» **Document passage**:
Fault route · No wire feed
NBC / CO2-MIG no wire feed diagnosis
Use this workflow when the torch trigger is pressed but the feeder motor does not drive wire, or the motor tries to run but wire does not move. Start with the visible behavior, then move from mechanical evidence to electrical command evidence.
This page has a specific MIG wire-feed role
This page is the NBC / CO2-MIG system-level no-wire-feed route. It is not the same as a generic MIG fault page or a MIG200DL model-specific page.
Related MIG / NBC wire-feed pages
MIG wire-feed content is separated by scope: broad symptom entry, NBC/CO2-MIG system route, MIG200DL model-specific route, board reference, circuit path and PWM chip reference.
First split: motor silent or motor turning?
Motor is silent
Focus on trigger input, 24V supply, mode switch, relay command, PWM output and motor connector voltage.
Motor turns but wire does not move
Focus on pressure arm, drive roller, liner, contact tip, spool brake, guide tube and wire-feed mechanism.

(Extracted entries)
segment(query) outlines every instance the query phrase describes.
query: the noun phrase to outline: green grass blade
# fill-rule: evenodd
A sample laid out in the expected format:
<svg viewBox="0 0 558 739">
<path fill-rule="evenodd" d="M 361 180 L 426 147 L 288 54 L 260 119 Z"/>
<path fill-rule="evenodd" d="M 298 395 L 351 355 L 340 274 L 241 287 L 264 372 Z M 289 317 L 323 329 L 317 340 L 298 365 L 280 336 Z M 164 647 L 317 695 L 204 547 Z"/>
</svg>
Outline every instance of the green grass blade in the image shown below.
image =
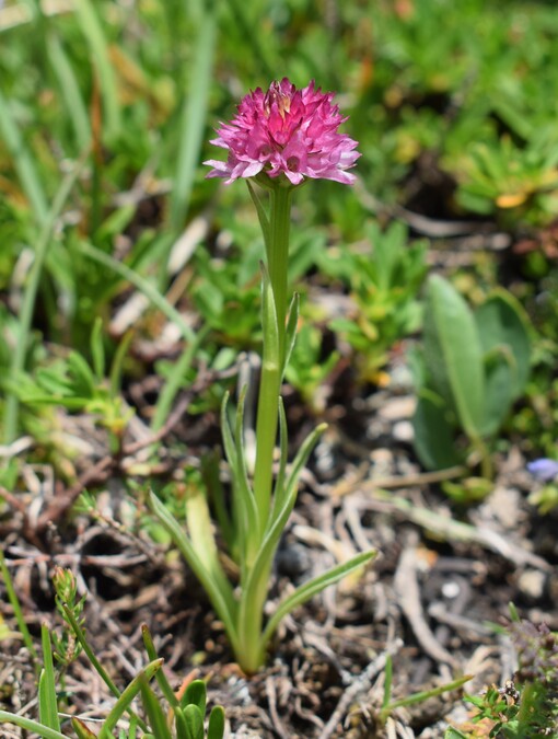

» **Problem details**: Revise the no-wire-feed diagnosis page between "First split: motor" and "and wire-feed mechanism.", inclusive, replacing "drive roller" with "feed roller", and give that part of the page again.

» **Task result**:
First split: motor silent or motor turning?
Motor is silent
Focus on trigger input, 24V supply, mode switch, relay command, PWM output and motor connector voltage.
Motor turns but wire does not move
Focus on pressure arm, feed roller, liner, contact tip, spool brake, guide tube and wire-feed mechanism.